Could you copy every line of the records below word for word, leaving out the pictures?

◆ ◆ ◆ ◆ ◆

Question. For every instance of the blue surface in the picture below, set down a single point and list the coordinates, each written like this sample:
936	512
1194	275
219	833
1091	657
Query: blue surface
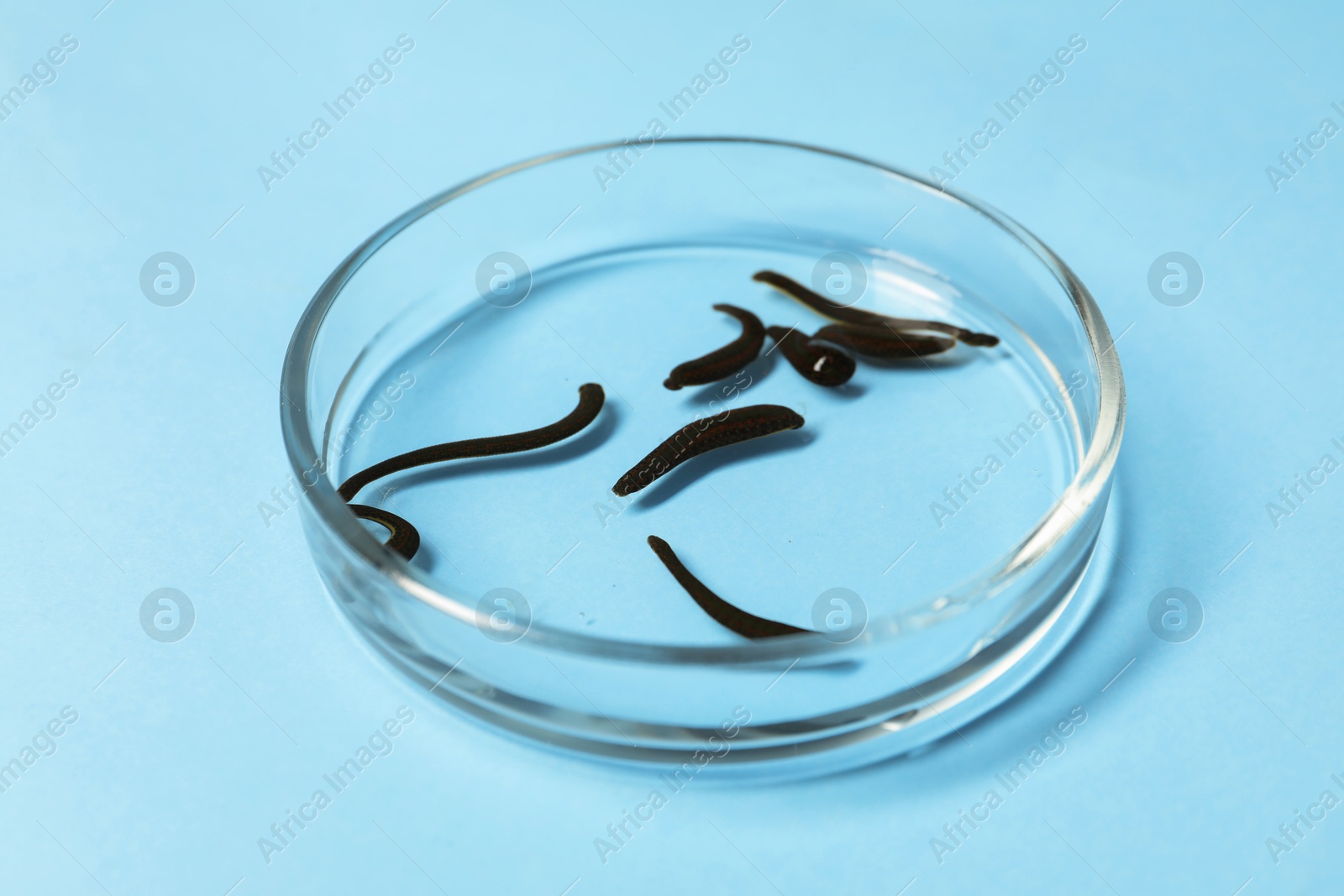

◆ ◆ ◆ ◆ ◆

**Result**
Question. For every instance of the blue surface in the picture below, set down a single point and list the coordinates, each written like this sample:
936	512
1194	275
219	833
1091	657
Query: blue surface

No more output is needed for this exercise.